AUFGABE:
Gib aus dem unten stehenden Text über das Farkha-Jugendfestival den Abschnitt von „Internationalistische und kurdische“ bis „sie ihre Eindrücke.“ wortgetreu wieder.

TEXTAUSZUG:
Internationalistische und kurdische Jugend in Palästina

Nach einer corona-bedingten Pause findet mittlerweile zum 27. Mal das Farkha-Jugendfestival in Palästina statt. An dem Spektakel beteiligen sich auch kurdische und internationalistische Aktive, für ANF schildern sie ihre Eindrücke.

Nach einer corona-bedingten Pause von drei Jahren findet zum 27. Mal das Farkha-Jugendfestival in Palästina statt. Seit 1991 laden palästinensische Jugendorganisationen bereits allsommerlich in das kleine Dorf Farkha im nördlichen Westjordanland ein, um mit Gleichgesinnten aus der ganzen Welt zusammen zu kommen, gemeinsam zu arbeiten, zu feiern und Widerstand gegen die israelische Besatzung zu leisten. Das einwöchige Festival bietet eine einzigartige Gelegenheit, an Freiwilligenarbeit wie dem Pflanzen von Bäumen und dem Anlegen von Straßen, sowie an politischen Diskussionen und Workshops zum palästinensischen Befreiungskampf, zu den Kämpfen palästinensischer Frauen, zu linken Perspektiven und kulturellen Aktivitäten teilzunehmen. Die Idee dabei ist, mehr über die konkreten lokalen Kämpfe von politisch Aktiven und Organisationen vor Ort zu erfahren.

Daten zur Objekterkennung
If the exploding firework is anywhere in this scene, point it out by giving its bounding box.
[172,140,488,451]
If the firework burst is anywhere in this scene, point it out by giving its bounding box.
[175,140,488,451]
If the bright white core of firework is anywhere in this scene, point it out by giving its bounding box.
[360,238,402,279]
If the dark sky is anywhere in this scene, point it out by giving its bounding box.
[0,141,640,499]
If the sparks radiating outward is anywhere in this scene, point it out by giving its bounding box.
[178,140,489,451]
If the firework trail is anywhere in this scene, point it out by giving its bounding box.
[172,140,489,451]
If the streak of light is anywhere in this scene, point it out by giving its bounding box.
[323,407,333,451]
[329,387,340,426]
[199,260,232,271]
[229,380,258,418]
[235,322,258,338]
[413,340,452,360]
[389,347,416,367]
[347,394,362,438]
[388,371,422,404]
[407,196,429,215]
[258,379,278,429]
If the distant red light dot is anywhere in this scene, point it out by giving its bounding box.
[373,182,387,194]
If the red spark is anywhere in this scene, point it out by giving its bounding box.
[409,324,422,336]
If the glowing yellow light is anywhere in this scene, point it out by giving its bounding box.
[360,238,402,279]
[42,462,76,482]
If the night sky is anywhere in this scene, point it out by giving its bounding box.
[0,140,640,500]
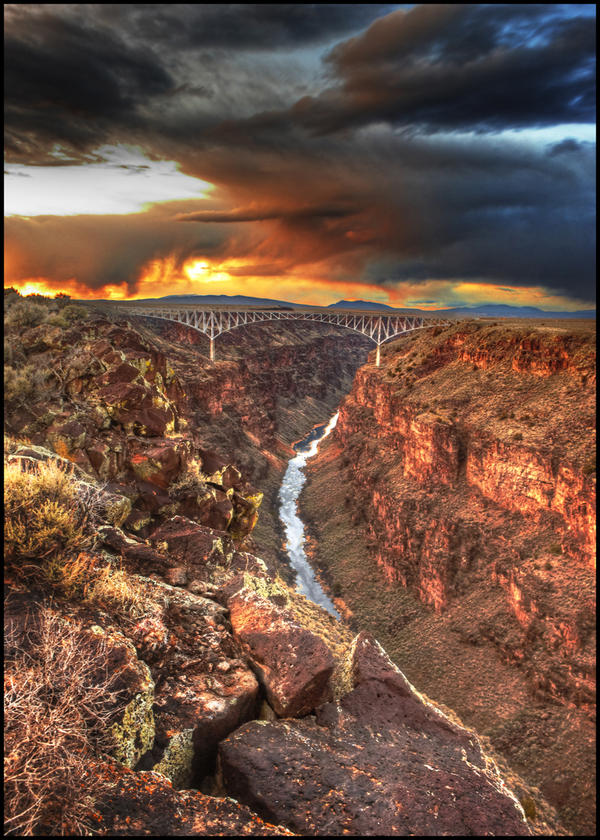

ERGEBNIS:
Internationalistische und kurdische Jugend in Palästina

Nach einer corona-bedingten Pause findet mittlerweile zum 27. Mal das Farkha-Jugendfestival in Palästina statt. An dem Spektakel beteiligen sich auch kurdische und internationalistische Aktive, für ANF schildern sie ihre Eindrücke.